= Stereotypes in consumer behaviour =

Consumer stereotyping is a process of creation of generalizations about consumption objects of members from a particular social category.

== Definition ==

This definition is based on the well-established idea that people connect ownership of certain products with membership in a certain social group. The key determinant to know more about a consumption is a self-identity, the symbolic meaning of goods and the role played by brands.

Stereotypes say about a fixed form or convention and also about something missing in individuality or originality. Human brain proceed the informations and then stores them in the memory, but there is a huge amount of informations it collects, that it is unavoidably to sort and then categorize them. Stereotypes are when people are using couple of characteristics and impressions, that they can identify and perceive a group of individual components to put into a certain main category, to understand more easily their social environment. Stereotypes provide their holders with scripts, specifying how to interact with members of specific social groups (e.g., what products to choose or avoid and how certain actions may be interpreted). Knowledge about consumer stereotypes help people with exploiting past experiences and social learning to conclude the specific characteristics and behaviors of individual group members.

Consumers often engage in shared consumption in order to become acquainted with and learn more about each other. Consumers very often are using stereotypes to help in forming their choices. The types of impressions consumers wish to create and the products they choose will be shaped by interpersonal goals, characteristics of the consumption partner, and the ability to effectively convey desired impressions.

• • • •

**TASK REQUIREMENTS:** Reproduce the part of the consumer stereotyping article that begins at the words "This definition is" and stops after "played by brands.".

• • • •

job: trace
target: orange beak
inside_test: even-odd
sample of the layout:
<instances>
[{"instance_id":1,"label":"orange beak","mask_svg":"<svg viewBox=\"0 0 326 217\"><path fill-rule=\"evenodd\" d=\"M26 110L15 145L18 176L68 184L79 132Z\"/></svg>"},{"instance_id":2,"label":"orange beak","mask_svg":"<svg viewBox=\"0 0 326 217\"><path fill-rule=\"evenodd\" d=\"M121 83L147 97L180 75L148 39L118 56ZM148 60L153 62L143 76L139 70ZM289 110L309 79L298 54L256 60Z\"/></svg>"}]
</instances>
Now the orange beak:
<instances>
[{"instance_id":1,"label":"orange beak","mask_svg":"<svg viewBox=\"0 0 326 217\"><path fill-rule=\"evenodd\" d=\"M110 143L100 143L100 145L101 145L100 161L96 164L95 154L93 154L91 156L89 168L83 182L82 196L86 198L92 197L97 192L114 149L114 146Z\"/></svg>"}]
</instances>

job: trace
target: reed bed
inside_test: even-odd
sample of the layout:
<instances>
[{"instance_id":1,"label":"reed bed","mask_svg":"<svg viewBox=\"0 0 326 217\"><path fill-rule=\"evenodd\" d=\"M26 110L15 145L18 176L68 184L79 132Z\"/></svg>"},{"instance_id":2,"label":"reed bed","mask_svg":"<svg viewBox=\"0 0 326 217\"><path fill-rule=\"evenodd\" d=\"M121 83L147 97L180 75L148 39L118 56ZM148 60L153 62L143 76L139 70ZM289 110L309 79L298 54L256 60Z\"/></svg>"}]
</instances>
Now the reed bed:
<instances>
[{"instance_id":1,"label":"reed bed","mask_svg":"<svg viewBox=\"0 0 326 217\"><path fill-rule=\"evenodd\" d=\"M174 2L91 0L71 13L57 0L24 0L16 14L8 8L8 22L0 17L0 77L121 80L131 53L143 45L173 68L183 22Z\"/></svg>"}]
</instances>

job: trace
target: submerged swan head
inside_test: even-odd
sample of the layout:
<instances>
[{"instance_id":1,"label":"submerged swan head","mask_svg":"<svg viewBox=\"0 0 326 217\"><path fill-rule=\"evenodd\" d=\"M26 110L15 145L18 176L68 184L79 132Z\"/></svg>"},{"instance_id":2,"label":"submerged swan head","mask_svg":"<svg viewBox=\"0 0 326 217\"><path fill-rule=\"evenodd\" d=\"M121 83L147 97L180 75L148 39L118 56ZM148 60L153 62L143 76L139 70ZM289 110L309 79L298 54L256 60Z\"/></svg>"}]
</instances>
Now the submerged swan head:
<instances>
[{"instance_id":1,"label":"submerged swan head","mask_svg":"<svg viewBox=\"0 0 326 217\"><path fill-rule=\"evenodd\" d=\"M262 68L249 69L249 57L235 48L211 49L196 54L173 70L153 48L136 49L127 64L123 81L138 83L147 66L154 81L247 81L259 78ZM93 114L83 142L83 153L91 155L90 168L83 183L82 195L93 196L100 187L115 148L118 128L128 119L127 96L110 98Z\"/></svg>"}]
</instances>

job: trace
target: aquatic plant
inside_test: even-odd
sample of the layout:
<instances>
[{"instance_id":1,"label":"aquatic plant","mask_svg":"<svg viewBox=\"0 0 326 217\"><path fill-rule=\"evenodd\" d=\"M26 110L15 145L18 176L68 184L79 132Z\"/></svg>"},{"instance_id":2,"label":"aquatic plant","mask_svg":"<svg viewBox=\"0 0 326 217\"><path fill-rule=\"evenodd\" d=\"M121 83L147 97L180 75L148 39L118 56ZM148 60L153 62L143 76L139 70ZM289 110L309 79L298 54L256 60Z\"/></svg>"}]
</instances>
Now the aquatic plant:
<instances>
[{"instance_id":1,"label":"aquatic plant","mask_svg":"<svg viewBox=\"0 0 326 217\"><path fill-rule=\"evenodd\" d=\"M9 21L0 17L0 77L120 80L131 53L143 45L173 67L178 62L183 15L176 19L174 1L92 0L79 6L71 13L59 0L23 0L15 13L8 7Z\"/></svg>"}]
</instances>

• • • •

**RESPONSE TO THE TASK:**
This definition is based on the well-established idea that people connect ownership of certain products with membership in a certain social group. The key determinant to know more about a consumption is a self-identity, the symbolic meaning of goods and the role played by brands.